* [Given instruction a]: In the listing, starting at its very first line and ending at the line that contains "x=441, y=217", change "sliding glass door" to "front door" and give those lines back with nothing else altered.

* [Extract to read]:
start

If we are prevented from carrying out our obligations in the above circumstances we will notify you in writing. If we are still prevented from carrying out our obligations 3 weeks from the date such notice was sent then either party may give written notice to the other cancelling this Agreement. If the Agreement is cancelled in this way we accept no liability to compensate you for any loss of damage caused by failure to perform.

34.2 Except where you the Buyer are dealing as a consumer (as defined in the Unfair Contract terms Act 1977 section 12) we do not give any warranty guarantee or indemnity as to quality fitness for purpose or otherwise of the Goods.

34.3 Except in respect of death or personal injury caused by our negligence we will not be liable to you the Buyer for any loss of profit or any indirect special or consequential loss damage costs expenses or other claims which arise out of or in connection with the supply of goods other than as a result of a breach of an obligation arising under the Sale of Goods Act 1979 (as amended) and the Supply of Goods and Services Act 1973

35. Insolvency of Buyer

35.1 This clause 35 applies if:

35.1.1. the Buyer makes a voluntary arrangement with its creditors or (being an individual or firm) becomes bankrupt or (being a company) becomes subject to an administration order or goes into liquidation (otherwise than for the purposes of amalgamation or reconstruction); or

35.1.2 an encumbrancer takes possession, or a receiver is appointed of any of the property or assests of the Buyer; or

35.1.3 the Buyer ceases or threatens to cease to carry on business; or

35.1.4 the Seller reasonably apprehends that any of the events mentioned above is about to occur in relation to the Buyer and notifies the Buyer accordingly

35.2 If this clause applies then without limiting any other right or remedy available to the Seller, the Seller may cancel the contract or suspend any further deliveries under the Contract without any liability to the Buyer and if the Goods have been delivered but not paid for the price shall become immediately due and payable notwithstanding any previous agreement or arrangement to the contrary.

36. Liabilities

Restrictions on liability

Except to the extent that liability may not by law be limited or excluded, we, our representatives or subcontractors shall not be liable, whether in contract, negligence or otherwise, for any direct, indirect, special, incidental or consequential damages, losses or expenses of any kind. If any exclusion, disclaimer or other provision is held invalid for any reason and we, our representatives or subcontractors become liable for loss or damage that could otherwise be limited, that liability, whether in contract, negligence or otherwise, shall not exceed the amount paid by you for the product(s) which caused the loss or damage. If you are not a consumer and a fixed date is agreed for despatch or delivery, and we fail to despatch or deliver by that date or by any extended date provided by these terms and conditions, and if as a result you shall have suffered loss, we undertake to pay for each week or part of a week of delay, liquidated damages at the rate of 0.25% up to a maximum of 2.5% of that portion of the price named in the contract which is referable to such portion only of the contract goods as cannot in consequence of the delay be used commercially and effectively. We accept liability without limit for personal injury or death due to our negligence.

end

* [Given instruction b]:
Answer these about the terms and conditions:
(i) How many weeks after the written notice is sent may either party cancel the Agreement if obligations still cannot be carried out?
(ii) Under which Act and section is a consumer defined in clause 34.2?
(iii) What is the maximum rate of liquidated damages for late despatch or delivery?

* [Data records]:
start

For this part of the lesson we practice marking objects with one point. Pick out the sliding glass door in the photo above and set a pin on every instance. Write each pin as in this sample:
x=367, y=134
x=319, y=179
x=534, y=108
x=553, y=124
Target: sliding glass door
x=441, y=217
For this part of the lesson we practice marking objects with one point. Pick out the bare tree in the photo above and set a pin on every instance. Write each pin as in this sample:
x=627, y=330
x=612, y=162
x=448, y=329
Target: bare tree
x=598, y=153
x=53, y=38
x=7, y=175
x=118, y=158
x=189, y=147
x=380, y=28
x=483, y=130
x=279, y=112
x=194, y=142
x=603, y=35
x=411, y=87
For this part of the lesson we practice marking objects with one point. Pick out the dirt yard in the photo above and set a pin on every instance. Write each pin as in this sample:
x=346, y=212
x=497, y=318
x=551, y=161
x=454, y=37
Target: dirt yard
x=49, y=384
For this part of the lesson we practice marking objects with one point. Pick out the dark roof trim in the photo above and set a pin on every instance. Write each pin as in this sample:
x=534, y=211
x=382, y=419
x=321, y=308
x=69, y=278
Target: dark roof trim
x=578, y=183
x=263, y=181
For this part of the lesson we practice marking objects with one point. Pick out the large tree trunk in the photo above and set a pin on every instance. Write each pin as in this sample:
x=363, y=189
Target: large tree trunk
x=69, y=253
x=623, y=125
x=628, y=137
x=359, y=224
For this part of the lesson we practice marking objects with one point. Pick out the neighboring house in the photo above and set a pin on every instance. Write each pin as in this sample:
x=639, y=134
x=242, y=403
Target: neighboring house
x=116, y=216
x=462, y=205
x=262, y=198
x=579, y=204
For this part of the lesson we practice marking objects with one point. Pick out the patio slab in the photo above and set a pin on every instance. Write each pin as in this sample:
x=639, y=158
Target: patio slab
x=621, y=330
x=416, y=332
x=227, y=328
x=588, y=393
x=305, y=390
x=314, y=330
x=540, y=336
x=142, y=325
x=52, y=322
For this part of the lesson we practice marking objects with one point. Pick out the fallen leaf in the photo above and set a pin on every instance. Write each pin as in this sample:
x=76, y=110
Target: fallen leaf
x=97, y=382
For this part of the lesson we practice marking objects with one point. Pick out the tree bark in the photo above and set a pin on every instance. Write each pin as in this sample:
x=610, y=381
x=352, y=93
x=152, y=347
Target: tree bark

end

* [Written reply a]:
For this part of the lesson we practice marking objects with one point. Pick out the front door in the photo above and set a pin on every instance. Write each pin as in this sample:
x=367, y=134
x=319, y=179
x=534, y=108
x=553, y=124
Target: front door
x=441, y=217

* [Written reply b]:
(i) 3 weeks
(ii) The Unfair Contract terms Act 1977, section 12
(iii) 2.5% of the relevant portion of the price